:: CONSEGNA ::
Nel testo sull'attacco di Trump a Powell, traduca in inglese la frase "Parole che hanno avuto immediate ripercussioni sui mercati: mentre le Borse europee erano chiuse per festività, Wall Street lunedì è finita nuovamente in profondo rosso, zavorrata dal timore che l’indipendenza della Fed sia di giorno in giorno più a rischio."

---------- TESTO DA ANALIZZARE ----------

“A looser” e “Mr Too Late”. È un attacco durissimo e per certi versi senza precedenti quello di Donald Trump nei confronti del presidente della Federal Reserve Jerome Powell. Dopo le pressioni delle settimane passate, il presidente americano torna ad inveire contro il numero uno della banca centrale americana. La sua colpa? Non aver (ancora) tagliato i tassi di interesse. Parole che hanno avuto immediate ripercussioni sui mercati: mentre le Borse europee erano chiuse per festività, Wall Street lunedì è finita nuovamente in profondo rosso, zavorrata dal timore che l’indipendenza della Fed sia di giorno in giorno più a rischio.
L’attacco di Trump a Powell
“Molti invocano tagli preventivi ai tassi”, ha scritto Donald Trump in un post su Truth. “Con i costi energetici in forte calo, i prezzi dei generi alimentari (incluso il disastro delle uova di Biden!) sostanzialmente più bassi e la maggior parte delle altre cose in calo, l’inflazione è praticamente nulla – ha continuato il presidente Usa – con questi costi in così netto calo, proprio come avevo previsto, non può esserci quasi inflazione, ma può esserci un RALLENTAMENTO dell’economia a meno che Mr. Troppo Tardi, un grande perdente, non abbassi i tassi di interesse, ORA. L’Europa ha già tagliato i tassi sette volte. Powell è sempre stato Troppo Tardi, tranne nel periodo elettorale quando abbassò i tassi per aiutare il sonnolento Joe Biden, poi Kamala, a essere eletto. Come ha funzionato?”.

---------- DATI GREZZI ----------

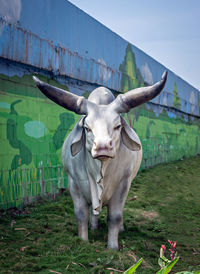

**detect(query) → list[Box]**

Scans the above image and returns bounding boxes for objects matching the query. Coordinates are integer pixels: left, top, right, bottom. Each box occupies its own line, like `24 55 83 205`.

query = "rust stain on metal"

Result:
0 19 120 91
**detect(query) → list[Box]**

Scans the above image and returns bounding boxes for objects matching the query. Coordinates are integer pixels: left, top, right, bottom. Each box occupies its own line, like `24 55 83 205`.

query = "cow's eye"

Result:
114 125 121 130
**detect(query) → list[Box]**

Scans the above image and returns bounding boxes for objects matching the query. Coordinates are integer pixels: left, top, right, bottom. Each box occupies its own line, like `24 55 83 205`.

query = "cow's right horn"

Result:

----------

:: SOLUZIONE ::
Words that had immediate repercussions on the markets: while European stock exchanges were closed for the holiday, Wall Street once again closed deep in the red on Monday, weighed down by fears that the Fed's independence is more at risk with each passing day.